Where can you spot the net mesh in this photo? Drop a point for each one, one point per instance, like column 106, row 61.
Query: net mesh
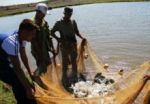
column 127, row 88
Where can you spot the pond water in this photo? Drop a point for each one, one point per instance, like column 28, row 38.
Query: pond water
column 14, row 2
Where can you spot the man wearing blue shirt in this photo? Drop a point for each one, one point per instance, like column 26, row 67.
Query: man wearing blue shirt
column 10, row 68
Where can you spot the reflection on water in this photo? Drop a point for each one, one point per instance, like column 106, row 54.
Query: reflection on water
column 12, row 2
column 118, row 32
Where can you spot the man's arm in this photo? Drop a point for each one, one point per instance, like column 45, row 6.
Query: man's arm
column 54, row 29
column 76, row 29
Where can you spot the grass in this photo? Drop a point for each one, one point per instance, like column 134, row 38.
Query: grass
column 6, row 97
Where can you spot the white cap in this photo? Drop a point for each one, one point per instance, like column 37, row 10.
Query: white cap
column 42, row 7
-------
Set each line of the records down again exactly as it reads. Omit the pictures.

Where can you spot the net mesh in this photo? Drop a point for each one, one point per instance, like column 106, row 61.
Query: net mesh
column 127, row 88
Where can you spot the pond water in this photo? Drop a point for each one, one point per instance, like column 28, row 38.
Query: pond water
column 14, row 2
Where can you spot the man wearing blue shirt in this photo? Drop a point for each one, one point per instance, like column 26, row 67.
Query: man wearing blue shirt
column 10, row 68
Where can you spot the reflection on water in this photo? Drop a point for each one, one point per instance, like column 106, row 54.
Query: reflection on water
column 12, row 2
column 118, row 32
Where can you spot the man's arm in this photo? Drop a point for each one, one point per instance, like column 45, row 6.
Query: man's arm
column 54, row 29
column 76, row 29
Where can you spot the grass in this photo? Drop a point for each one, one point per instance, like column 134, row 38.
Query: grass
column 6, row 97
Where can you spot the white cap in this photo? Drop a point for each one, one point per instance, like column 37, row 10.
Query: white cap
column 42, row 7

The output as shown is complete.